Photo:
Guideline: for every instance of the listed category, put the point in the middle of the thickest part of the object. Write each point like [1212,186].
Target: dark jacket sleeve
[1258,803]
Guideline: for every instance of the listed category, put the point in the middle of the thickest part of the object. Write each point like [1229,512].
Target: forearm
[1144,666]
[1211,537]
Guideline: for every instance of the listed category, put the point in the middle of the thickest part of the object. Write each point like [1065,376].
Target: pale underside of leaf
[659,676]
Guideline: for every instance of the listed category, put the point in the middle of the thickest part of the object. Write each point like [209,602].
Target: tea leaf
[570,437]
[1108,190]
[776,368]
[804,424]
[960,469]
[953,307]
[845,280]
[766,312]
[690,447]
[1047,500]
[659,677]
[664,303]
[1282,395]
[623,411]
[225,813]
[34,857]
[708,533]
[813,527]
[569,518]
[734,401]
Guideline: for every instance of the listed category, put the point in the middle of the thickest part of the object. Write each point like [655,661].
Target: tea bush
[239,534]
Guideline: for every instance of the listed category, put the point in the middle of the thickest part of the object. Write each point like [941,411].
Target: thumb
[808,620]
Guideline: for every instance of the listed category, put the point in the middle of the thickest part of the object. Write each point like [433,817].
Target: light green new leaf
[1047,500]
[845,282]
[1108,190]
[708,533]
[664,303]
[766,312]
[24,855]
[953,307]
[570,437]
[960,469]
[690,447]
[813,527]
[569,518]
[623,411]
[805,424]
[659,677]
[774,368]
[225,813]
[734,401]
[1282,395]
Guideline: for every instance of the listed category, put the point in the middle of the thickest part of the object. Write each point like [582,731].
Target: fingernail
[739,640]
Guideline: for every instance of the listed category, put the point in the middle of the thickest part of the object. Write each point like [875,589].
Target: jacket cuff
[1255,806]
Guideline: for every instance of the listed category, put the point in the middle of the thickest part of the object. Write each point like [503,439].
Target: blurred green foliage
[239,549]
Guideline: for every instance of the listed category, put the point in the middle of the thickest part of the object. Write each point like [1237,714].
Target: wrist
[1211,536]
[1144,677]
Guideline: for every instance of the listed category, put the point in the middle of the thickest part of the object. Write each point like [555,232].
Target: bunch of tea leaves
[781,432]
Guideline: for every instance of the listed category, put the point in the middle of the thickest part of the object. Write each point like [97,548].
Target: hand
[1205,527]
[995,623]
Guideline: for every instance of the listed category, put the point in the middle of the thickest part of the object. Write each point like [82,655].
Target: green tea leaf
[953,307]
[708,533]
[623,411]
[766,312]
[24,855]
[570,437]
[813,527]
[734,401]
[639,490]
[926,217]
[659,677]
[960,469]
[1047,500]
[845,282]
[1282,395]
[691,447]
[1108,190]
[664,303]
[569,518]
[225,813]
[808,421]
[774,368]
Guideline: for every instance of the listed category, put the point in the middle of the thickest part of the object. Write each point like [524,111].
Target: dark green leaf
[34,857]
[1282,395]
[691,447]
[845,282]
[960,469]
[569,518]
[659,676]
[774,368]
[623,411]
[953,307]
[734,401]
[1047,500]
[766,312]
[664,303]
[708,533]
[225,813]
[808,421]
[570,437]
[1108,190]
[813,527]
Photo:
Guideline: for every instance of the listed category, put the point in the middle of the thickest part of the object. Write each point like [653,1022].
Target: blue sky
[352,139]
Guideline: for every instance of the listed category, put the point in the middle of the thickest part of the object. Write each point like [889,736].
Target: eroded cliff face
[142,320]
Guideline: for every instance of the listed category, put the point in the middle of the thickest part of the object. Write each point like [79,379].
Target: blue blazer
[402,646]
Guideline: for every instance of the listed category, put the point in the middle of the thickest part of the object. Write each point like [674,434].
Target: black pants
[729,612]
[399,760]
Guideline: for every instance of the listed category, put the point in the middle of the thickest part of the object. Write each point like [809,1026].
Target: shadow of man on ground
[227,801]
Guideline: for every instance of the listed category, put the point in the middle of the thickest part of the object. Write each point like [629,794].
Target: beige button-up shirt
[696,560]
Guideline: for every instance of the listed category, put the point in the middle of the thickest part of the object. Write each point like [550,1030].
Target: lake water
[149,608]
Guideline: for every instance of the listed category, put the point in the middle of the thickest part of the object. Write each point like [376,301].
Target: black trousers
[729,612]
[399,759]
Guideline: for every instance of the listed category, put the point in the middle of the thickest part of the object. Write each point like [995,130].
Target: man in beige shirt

● **Exercise**
In the records above, find the line with "Target: jacket cuff"; write out exactly that line and each one after it, stopping after the line with "point like [82,655].".

● **Response to this task**
Target: jacket cuff
[1255,806]
Guideline: for every instance of the listed category, put the point in the middle of the thickest part of the object. Write each point like [503,439].
Target: blurred green foliage
[239,549]
Guideline: for every instance of the listed category, put the point in the middle of the thickest part of the object. Write each point like [1237,714].
Target: wrist
[1211,536]
[1144,677]
Guideline: for every instance of the listed category, put the point in the middle of the thickest part of the object. Write each point like [555,232].
Target: bunch of tea leaves
[781,432]
Guideline: for every instance of the listed category, put the point in the middle of the thickest part of the object. Write each point like [97,548].
Target: hand
[1205,527]
[995,623]
Guideline: for every instance of the listed category, put the point in the middle of the thickest part of the object. Write each point like [82,655].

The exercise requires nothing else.